> THE PROBLEM
Output the records exactly. Include every line.

□ □ □ □

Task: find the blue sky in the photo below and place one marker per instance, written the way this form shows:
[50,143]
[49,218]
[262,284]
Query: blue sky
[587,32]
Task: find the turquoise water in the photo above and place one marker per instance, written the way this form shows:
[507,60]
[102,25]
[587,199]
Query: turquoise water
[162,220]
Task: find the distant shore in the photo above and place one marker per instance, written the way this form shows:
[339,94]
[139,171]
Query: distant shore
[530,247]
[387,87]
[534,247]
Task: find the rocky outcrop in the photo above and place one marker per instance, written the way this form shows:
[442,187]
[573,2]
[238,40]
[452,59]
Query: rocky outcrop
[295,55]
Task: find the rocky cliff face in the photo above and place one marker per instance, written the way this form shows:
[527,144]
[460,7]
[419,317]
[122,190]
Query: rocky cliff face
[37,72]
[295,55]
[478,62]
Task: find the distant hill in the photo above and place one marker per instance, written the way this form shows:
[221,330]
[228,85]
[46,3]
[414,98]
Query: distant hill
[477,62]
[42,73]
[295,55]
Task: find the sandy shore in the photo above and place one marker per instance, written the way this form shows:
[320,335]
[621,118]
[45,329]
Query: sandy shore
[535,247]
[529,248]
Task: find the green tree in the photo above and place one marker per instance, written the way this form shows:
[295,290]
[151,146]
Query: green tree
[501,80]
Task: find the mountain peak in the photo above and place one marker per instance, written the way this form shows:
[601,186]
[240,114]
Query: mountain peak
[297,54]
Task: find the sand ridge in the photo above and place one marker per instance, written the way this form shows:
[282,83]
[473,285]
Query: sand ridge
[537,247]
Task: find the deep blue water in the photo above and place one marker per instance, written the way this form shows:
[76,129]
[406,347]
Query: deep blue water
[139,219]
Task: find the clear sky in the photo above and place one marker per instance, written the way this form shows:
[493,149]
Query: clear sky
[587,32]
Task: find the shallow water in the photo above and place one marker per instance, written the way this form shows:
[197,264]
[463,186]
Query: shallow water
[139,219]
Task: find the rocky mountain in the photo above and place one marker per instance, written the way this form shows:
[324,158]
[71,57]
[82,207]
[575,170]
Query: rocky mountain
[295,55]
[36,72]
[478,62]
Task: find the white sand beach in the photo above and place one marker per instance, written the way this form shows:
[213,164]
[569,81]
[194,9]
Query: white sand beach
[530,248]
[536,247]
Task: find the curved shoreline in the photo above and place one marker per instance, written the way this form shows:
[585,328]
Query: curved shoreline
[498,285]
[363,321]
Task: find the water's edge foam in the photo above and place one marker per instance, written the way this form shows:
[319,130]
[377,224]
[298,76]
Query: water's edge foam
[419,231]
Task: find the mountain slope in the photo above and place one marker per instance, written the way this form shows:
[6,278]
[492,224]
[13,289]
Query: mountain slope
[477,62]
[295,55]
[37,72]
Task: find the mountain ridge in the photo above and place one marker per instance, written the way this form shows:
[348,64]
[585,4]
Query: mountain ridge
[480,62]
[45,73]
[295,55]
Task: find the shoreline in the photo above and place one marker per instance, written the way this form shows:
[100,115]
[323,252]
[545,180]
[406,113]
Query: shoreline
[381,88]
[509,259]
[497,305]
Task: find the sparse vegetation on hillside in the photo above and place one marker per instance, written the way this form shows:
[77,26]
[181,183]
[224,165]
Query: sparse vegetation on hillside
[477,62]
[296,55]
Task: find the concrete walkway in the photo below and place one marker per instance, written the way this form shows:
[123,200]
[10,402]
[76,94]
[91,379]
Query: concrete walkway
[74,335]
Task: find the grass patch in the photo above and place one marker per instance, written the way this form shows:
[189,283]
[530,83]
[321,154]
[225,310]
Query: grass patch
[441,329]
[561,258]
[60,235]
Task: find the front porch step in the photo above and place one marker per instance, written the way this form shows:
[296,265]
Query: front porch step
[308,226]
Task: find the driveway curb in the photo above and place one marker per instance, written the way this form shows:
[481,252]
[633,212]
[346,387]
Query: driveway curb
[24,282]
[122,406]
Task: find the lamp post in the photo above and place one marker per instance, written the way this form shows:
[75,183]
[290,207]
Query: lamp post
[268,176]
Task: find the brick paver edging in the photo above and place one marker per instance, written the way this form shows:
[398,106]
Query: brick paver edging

□ □ □ □

> WRITTEN SOLUTION
Task: find the blue sky in the photo below and place one marker per instance, written the way this form shows:
[50,143]
[49,218]
[262,284]
Query: blue sky
[587,32]
Task: find the turquoise water in the photo above and place one marker per instance, written the way this form shows:
[507,60]
[102,25]
[587,199]
Query: turquoise water
[162,220]
Task: find the distant shore in the photo above and place one marker per instance, written the way this form shows:
[339,94]
[139,171]
Query: distant shore
[530,247]
[387,87]
[534,247]
Task: find the rocky outcrop in the photo above and place one marker per instance, written the way this form shows:
[442,187]
[573,2]
[238,40]
[452,59]
Query: rocky outcrop
[295,55]
Task: find the rocky cliff face in the photo above and place one marker per instance, written the way this form shows:
[527,144]
[460,7]
[419,317]
[122,190]
Query: rocky cliff face
[37,72]
[295,55]
[478,62]
Task: find the distant hill in the photo above and place one marker per instance, written the way this form shows:
[221,330]
[228,85]
[46,3]
[414,98]
Query: distant hill
[477,62]
[42,73]
[295,55]
Task: find the sandy shore in the photo above and place one marker per instance, written the way this form shows:
[320,335]
[621,118]
[45,329]
Query: sandy shore
[535,247]
[529,248]
Task: find the green tree in the photo above and place one marker per instance, written the way this form shows:
[295,290]
[151,146]
Query: green tree
[501,80]
Task: find the mountain peak in the photo above and place one marker per instance, written the way this form shows:
[601,186]
[240,114]
Query: mountain peak
[297,54]
Task: find the sand ridge in the photo above and place one marker per instance, written the way this form shows:
[282,83]
[473,285]
Query: sand ridge
[537,247]
Task: find the deep blue water in the photo above and place one marker per instance, written the way this form shows:
[76,129]
[406,347]
Query: deep blue water
[139,219]
Task: find the clear sky in the photo above and place one marker per instance, written the way this form shows:
[493,149]
Query: clear sky
[587,32]
Task: find the shallow water in the photo above and place one marker per instance, written the way this form shows:
[197,264]
[463,186]
Query: shallow water
[139,219]
Task: find the rocky mountain in the photo above and place one marker per instance, written the way this form shows:
[324,158]
[71,57]
[82,207]
[575,170]
Query: rocky mountain
[295,55]
[36,72]
[478,62]
Task: find the white sand beach in the photo above and place one marker per instance, written the way this form shows:
[213,164]
[569,81]
[194,9]
Query: white sand beach
[530,248]
[536,247]
Task: find the curved shoreline in the photo above and place one marker per instance, written the way this form shows:
[585,328]
Query: curved shoreline
[498,285]
[363,321]
Task: find the water's edge foam in the photo above and place one marker per instance, written the way this form shows:
[319,130]
[377,224]
[298,76]
Query: water's edge foam
[419,231]
Task: find the mountain slope in the photo above and place one marker per instance, written the way this form shows:
[6,278]
[492,224]
[13,289]
Query: mountain slope
[477,62]
[295,55]
[37,72]
Task: find the mountain ridge in the photo above and place one marker per instance, written the way this form shows:
[348,64]
[585,4]
Query: mountain ridge
[480,62]
[45,73]
[295,55]
Task: find the shoreline in the photo above and place one marker per instance, written the way this form shows:
[100,115]
[323,252]
[545,180]
[406,113]
Query: shoreline
[381,88]
[509,259]
[497,305]
Task: find the sparse vegetation on hillside in the photo above and place one marker per instance, written the way this form shows:
[77,26]
[181,183]
[224,165]
Query: sparse vegetation on hillside
[477,62]
[296,55]
Task: find the concrete walkway in the photo below and place one marker per instance, written the way this form shows:
[123,200]
[10,402]
[76,94]
[91,379]
Query: concrete walkway
[74,335]
Task: find the grass patch in the photo above and place one marker per instance, written the way this form shows:
[189,283]
[530,83]
[321,154]
[225,310]
Query: grass patch
[441,329]
[561,258]
[60,235]
Task: find the front porch step in the photo above and place one marker per instance, written the way this form shows:
[296,265]
Query: front porch step
[308,226]
Task: find the driveway curb in the photo above and place one marker per instance, written the way this form shows:
[481,252]
[633,212]
[346,387]
Query: driveway curb
[24,282]
[122,406]
Task: find the lamp post in the photo above and place one marker per instance, written the way this form shows:
[75,183]
[290,207]
Query: lamp post
[268,176]
Task: find the brick paver edging in the photo above and place one marker per instance, written the way this form shows:
[398,106]
Query: brick paver edging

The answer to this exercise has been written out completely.